++++ Source document

THE ELECTORAL FARCE IN PERSIA, PART TWO: A 'GREEN REVOLUTION' IN THE OFFING?
"Americans and Europeans have been misreading Iran for 30 years. Even after the shah fell, the myth has survived that a mass movement of people exists demanding liberalization — a movement that if encouraged by the West eventually would form a majority and rule the country. We call this outlook “iPod liberalism,” the idea that anyone who listens to rock ‘n’ roll on an iPod, writes blogs and knows what it means to Twitter must be an enthusiastic supporter of Western liberalism. Even more significantly, this outlook fails to recognize that iPod owners represent a small minority in Iran — a country that is poor, pious and content on the whole with the revolution forged 30 years ago.
There are undoubtedly people who want to liberalize the Iranian regime. They are to be found among the professional classes in Tehran, as well as among students. Many speak English, making them accessible to the touring journalists, diplomats and intelligence people who pass through. They are the ones who can speak to Westerners, and they are the ones willing to speak to Westerners. And these people give Westerners a wildly distorted view of Iran. They can create the impression that a fantastic liberalization is at hand — but not when you realize that iPod-owning Anglophones are not exactly the majority in Iran.

++++++++

▸ To be done
Reproduce the Iran passage word for word, from "There are undoubtedly" up to and including "majority in Iran.". Rely only on the Iran passage.

++++ Data rows

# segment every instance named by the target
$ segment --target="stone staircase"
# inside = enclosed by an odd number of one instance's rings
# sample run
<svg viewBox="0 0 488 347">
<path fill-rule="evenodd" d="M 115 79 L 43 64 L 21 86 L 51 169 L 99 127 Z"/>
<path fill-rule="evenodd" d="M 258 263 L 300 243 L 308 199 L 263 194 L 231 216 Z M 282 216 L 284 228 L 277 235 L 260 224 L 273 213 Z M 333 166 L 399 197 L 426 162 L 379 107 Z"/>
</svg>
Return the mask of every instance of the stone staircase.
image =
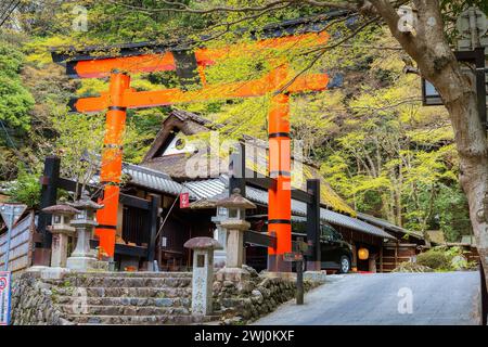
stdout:
<svg viewBox="0 0 488 347">
<path fill-rule="evenodd" d="M 44 280 L 65 324 L 198 324 L 191 314 L 190 272 L 77 272 Z"/>
</svg>

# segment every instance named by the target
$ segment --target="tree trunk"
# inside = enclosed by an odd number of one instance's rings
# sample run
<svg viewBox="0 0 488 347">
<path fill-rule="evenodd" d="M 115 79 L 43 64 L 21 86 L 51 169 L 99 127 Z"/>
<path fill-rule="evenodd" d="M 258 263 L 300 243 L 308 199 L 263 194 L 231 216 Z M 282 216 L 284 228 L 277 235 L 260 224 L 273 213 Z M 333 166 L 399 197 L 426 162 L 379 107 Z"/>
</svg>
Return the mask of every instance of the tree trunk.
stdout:
<svg viewBox="0 0 488 347">
<path fill-rule="evenodd" d="M 487 192 L 486 130 L 478 116 L 475 87 L 462 74 L 445 35 L 439 1 L 413 0 L 418 10 L 414 33 L 398 29 L 399 16 L 388 0 L 370 1 L 391 35 L 418 63 L 422 76 L 437 89 L 449 112 L 460 157 L 460 182 L 467 197 L 476 245 L 488 279 L 487 222 L 479 221 L 476 216 Z"/>
</svg>

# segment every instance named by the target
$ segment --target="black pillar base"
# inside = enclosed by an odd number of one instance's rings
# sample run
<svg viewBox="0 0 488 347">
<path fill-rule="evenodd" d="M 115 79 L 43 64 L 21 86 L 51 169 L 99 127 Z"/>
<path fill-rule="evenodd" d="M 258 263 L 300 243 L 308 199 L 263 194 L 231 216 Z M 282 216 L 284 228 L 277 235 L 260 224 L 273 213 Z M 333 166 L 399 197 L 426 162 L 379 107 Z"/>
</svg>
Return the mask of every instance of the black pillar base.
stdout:
<svg viewBox="0 0 488 347">
<path fill-rule="evenodd" d="M 283 255 L 268 255 L 269 272 L 292 272 L 292 261 L 285 261 Z"/>
<path fill-rule="evenodd" d="M 321 271 L 322 267 L 320 261 L 307 261 L 307 271 Z"/>
</svg>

++++++++

▸ Task result
There are undoubtedly people who want to liberalize the Iranian regime. They are to be found among the professional classes in Tehran, as well as among students. Many speak English, making them accessible to the touring journalists, diplomats and intelligence people who pass through. They are the ones who can speak to Westerners, and they are the ones willing to speak to Westerners. And these people give Westerners a wildly distorted view of Iran. They can create the impression that a fantastic liberalization is at hand — but not when you realize that iPod-owning Anglophones are not exactly the majority in Iran.